| STATED PROBLEM |
Rewrite the lines starting at the one that contains "Please identify the sky" and ending at the last line, replacing "rocky cliff" with "steep cliff" and changing nothing else.

| SOURCE RECORDS |
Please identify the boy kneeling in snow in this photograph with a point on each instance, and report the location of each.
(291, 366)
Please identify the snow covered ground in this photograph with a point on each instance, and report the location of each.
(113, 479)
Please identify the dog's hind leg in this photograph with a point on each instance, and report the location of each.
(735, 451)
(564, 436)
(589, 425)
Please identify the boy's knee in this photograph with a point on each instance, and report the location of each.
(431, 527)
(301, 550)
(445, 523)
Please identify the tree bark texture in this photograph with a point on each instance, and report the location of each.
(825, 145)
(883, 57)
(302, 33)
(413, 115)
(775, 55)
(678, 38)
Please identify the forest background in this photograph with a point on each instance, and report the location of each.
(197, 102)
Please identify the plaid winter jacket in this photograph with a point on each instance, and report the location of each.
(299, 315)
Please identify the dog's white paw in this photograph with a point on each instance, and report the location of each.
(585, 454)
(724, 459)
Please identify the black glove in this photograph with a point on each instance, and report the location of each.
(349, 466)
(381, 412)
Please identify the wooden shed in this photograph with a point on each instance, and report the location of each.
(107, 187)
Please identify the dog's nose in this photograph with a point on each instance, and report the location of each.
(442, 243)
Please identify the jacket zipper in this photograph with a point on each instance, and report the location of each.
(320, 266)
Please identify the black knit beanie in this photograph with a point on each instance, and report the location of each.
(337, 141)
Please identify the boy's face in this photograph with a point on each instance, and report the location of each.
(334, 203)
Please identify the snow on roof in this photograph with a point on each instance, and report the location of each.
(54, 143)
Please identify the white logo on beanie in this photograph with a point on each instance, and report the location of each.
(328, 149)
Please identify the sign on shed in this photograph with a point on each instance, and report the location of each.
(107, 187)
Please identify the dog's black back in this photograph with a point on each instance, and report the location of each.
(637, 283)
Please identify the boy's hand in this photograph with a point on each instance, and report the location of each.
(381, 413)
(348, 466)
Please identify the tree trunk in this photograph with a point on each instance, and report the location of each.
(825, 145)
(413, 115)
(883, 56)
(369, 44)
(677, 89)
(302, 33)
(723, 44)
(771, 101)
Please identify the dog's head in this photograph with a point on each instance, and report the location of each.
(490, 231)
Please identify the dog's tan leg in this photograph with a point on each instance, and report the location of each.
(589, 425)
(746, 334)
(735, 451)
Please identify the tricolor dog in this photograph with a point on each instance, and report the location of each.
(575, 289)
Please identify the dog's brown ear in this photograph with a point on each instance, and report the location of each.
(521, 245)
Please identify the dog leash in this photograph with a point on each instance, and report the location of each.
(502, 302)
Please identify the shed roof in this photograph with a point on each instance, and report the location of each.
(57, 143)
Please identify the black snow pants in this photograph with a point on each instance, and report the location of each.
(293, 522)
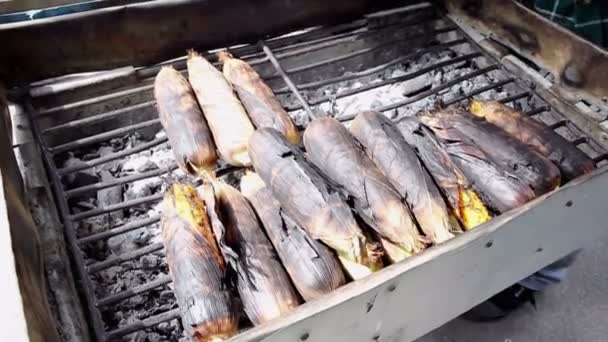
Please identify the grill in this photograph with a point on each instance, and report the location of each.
(311, 71)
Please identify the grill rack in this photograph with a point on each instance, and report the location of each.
(270, 51)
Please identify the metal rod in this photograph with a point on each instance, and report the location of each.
(118, 259)
(432, 91)
(376, 69)
(120, 181)
(579, 141)
(82, 278)
(389, 81)
(355, 36)
(516, 97)
(600, 158)
(134, 291)
(102, 136)
(151, 71)
(478, 91)
(288, 81)
(99, 117)
(119, 230)
(94, 100)
(538, 110)
(558, 124)
(113, 156)
(114, 207)
(143, 324)
(392, 42)
(134, 202)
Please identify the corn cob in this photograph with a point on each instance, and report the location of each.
(225, 114)
(525, 163)
(464, 201)
(313, 268)
(184, 123)
(315, 206)
(571, 161)
(208, 310)
(263, 285)
(500, 189)
(385, 146)
(336, 153)
(258, 99)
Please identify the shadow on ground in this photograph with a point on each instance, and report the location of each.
(574, 311)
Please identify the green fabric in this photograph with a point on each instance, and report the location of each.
(588, 18)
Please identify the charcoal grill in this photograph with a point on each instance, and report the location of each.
(70, 115)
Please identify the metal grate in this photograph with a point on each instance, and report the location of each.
(277, 59)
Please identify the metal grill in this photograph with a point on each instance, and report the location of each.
(296, 66)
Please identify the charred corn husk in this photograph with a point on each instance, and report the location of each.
(571, 161)
(183, 121)
(336, 153)
(225, 114)
(311, 202)
(385, 146)
(500, 189)
(263, 285)
(258, 99)
(313, 268)
(525, 163)
(464, 201)
(207, 308)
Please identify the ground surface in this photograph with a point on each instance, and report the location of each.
(574, 311)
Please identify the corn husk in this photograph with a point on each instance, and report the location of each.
(571, 161)
(225, 114)
(518, 159)
(313, 268)
(263, 285)
(208, 310)
(499, 188)
(337, 154)
(258, 99)
(463, 200)
(184, 124)
(308, 199)
(385, 146)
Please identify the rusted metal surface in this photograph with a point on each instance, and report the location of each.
(147, 33)
(26, 248)
(577, 65)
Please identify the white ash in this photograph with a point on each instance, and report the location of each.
(400, 91)
(142, 270)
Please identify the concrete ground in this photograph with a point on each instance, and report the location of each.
(574, 311)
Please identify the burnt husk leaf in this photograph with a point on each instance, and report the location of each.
(517, 158)
(571, 161)
(183, 121)
(207, 305)
(263, 285)
(308, 199)
(385, 146)
(338, 155)
(313, 268)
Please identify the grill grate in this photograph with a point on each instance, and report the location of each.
(272, 56)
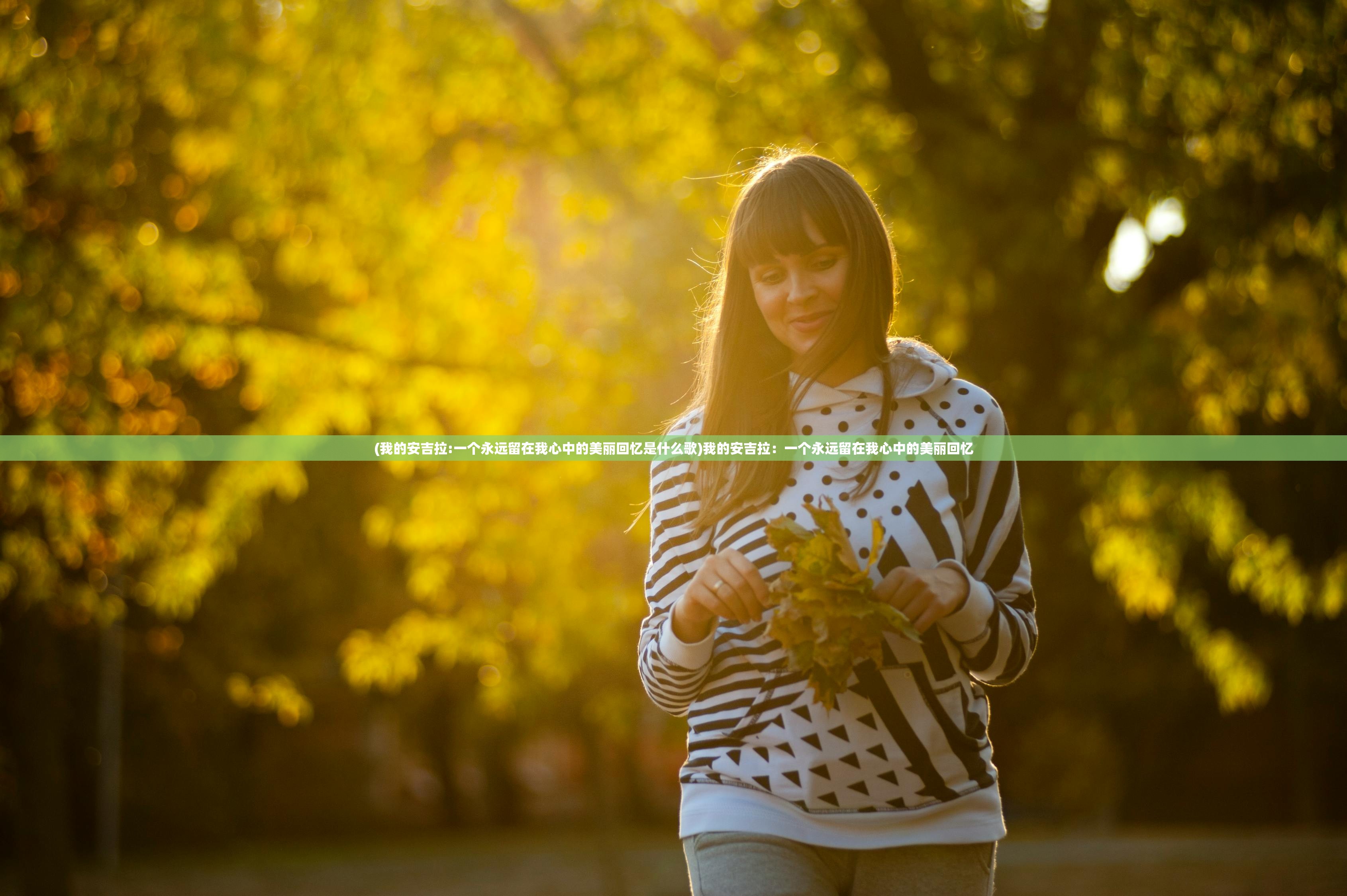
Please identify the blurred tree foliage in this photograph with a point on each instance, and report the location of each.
(487, 216)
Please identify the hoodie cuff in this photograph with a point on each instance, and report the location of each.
(690, 657)
(969, 622)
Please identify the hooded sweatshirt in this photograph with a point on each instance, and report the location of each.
(906, 756)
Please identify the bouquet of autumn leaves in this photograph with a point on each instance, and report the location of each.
(826, 615)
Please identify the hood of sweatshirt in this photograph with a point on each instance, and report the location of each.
(916, 371)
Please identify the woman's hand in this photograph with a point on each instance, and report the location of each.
(728, 585)
(925, 596)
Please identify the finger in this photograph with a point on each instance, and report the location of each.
(906, 593)
(752, 577)
(916, 607)
(714, 604)
(892, 584)
(929, 616)
(739, 591)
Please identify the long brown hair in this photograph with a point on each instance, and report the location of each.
(743, 378)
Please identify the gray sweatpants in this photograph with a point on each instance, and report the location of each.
(739, 864)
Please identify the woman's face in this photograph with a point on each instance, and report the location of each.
(798, 294)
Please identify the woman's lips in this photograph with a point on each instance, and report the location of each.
(813, 324)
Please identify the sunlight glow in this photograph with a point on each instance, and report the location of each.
(1035, 13)
(1131, 251)
(1128, 255)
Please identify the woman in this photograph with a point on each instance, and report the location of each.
(895, 790)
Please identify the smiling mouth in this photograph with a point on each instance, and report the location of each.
(809, 320)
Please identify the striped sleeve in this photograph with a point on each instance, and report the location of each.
(673, 671)
(996, 627)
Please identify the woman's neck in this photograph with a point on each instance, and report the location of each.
(852, 364)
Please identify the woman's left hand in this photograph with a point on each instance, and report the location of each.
(925, 596)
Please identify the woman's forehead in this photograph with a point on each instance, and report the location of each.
(771, 234)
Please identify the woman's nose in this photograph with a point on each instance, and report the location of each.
(802, 288)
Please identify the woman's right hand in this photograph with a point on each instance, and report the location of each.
(728, 585)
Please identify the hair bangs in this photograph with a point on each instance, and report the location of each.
(773, 217)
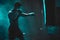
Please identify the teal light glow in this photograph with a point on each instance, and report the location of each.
(44, 6)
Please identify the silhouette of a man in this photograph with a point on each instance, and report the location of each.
(13, 15)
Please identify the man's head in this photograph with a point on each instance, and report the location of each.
(17, 5)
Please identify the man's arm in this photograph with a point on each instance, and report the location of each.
(32, 13)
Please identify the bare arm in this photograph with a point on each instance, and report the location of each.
(32, 13)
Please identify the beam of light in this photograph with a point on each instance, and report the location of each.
(44, 6)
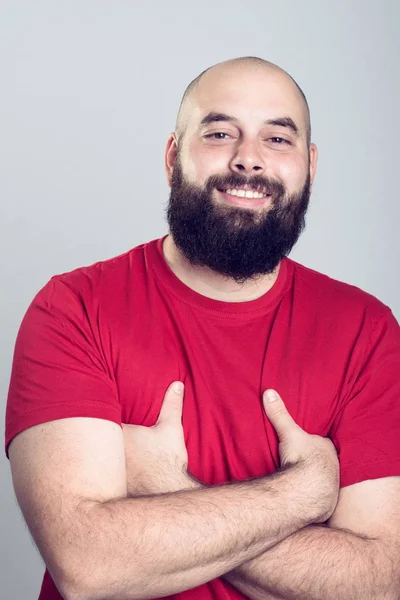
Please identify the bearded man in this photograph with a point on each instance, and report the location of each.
(202, 417)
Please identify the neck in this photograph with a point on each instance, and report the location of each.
(214, 285)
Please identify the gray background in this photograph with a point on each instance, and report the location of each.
(89, 94)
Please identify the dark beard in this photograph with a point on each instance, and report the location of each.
(239, 243)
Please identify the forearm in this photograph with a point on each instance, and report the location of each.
(155, 546)
(319, 562)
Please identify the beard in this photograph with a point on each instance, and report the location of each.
(239, 243)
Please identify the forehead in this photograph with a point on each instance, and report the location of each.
(252, 95)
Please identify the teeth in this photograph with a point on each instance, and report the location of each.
(245, 193)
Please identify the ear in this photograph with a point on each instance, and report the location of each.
(313, 161)
(171, 152)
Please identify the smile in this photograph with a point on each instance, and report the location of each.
(244, 193)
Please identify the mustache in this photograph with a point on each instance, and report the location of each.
(258, 183)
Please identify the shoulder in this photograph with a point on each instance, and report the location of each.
(102, 281)
(340, 299)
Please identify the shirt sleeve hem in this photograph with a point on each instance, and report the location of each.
(62, 411)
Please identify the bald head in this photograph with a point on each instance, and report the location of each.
(239, 68)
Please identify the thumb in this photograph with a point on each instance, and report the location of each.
(171, 408)
(277, 413)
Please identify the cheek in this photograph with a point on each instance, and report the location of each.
(293, 172)
(202, 161)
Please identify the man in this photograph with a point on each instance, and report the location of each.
(193, 496)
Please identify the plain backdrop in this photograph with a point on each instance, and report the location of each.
(89, 93)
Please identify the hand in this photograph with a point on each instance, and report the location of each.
(315, 455)
(156, 457)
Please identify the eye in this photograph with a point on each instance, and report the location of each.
(217, 135)
(279, 141)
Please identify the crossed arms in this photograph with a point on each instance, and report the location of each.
(116, 516)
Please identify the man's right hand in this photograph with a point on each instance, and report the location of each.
(315, 455)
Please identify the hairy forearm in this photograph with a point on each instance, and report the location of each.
(320, 562)
(159, 545)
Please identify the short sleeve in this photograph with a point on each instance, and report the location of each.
(58, 369)
(366, 432)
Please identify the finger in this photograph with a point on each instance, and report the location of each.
(278, 414)
(171, 408)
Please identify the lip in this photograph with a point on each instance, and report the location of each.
(245, 202)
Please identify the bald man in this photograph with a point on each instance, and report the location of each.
(202, 417)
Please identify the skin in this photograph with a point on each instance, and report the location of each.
(105, 506)
(251, 94)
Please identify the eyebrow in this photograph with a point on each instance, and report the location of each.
(214, 117)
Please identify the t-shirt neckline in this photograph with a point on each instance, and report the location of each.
(184, 293)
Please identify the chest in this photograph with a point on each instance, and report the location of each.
(225, 367)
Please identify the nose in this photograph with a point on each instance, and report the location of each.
(247, 159)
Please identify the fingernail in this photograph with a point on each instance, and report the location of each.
(271, 395)
(178, 388)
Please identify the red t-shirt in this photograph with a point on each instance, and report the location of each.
(105, 341)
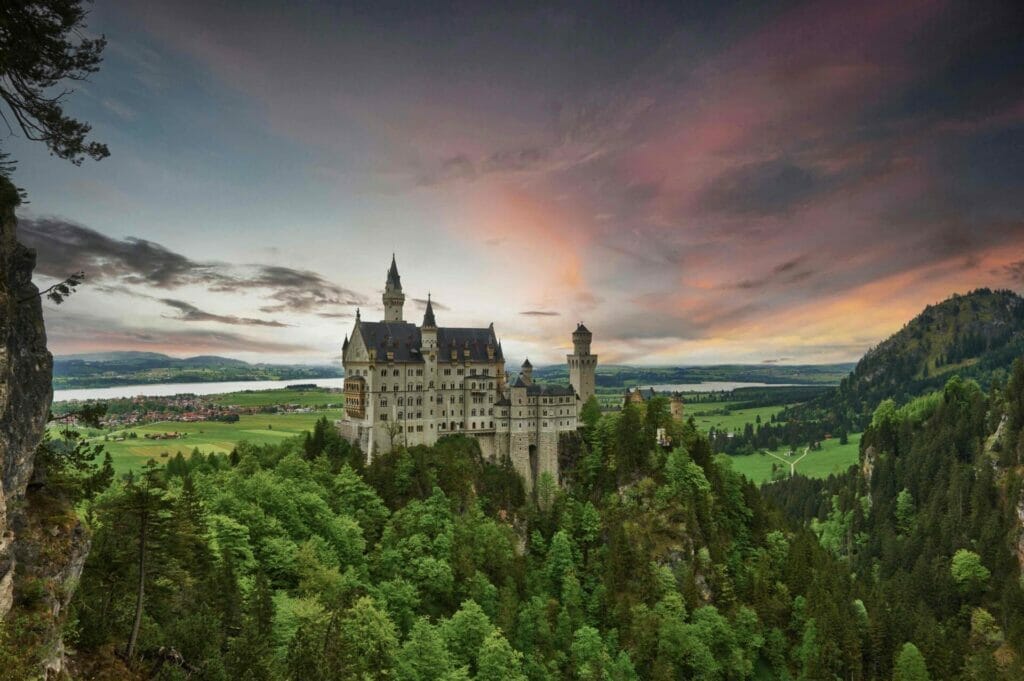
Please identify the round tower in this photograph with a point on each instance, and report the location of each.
(583, 365)
(526, 371)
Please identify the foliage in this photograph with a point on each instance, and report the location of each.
(44, 43)
(290, 560)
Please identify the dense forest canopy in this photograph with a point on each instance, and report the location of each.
(300, 561)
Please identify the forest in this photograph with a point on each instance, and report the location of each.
(300, 561)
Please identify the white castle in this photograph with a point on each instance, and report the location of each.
(408, 385)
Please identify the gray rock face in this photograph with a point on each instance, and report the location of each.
(40, 537)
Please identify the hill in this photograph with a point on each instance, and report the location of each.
(976, 336)
(111, 369)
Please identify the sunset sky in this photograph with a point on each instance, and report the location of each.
(698, 182)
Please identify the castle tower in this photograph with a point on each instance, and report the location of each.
(429, 329)
(393, 298)
(582, 364)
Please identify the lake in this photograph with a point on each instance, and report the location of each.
(165, 389)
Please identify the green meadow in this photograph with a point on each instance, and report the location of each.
(833, 458)
(207, 436)
(311, 397)
(709, 415)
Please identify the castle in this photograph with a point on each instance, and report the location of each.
(409, 385)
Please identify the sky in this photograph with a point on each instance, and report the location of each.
(697, 182)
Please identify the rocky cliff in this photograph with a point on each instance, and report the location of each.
(42, 544)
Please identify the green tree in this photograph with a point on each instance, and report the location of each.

| ANSWER BELOW |
Please identify the sky in this photograph with a point on each instance, and report the location of each.
(697, 182)
Please identify the steep cliff in this photograph with a point on each instance, and report the location of each.
(42, 544)
Please identify the green tree in this photograph with a point on each instance, and report the location of each.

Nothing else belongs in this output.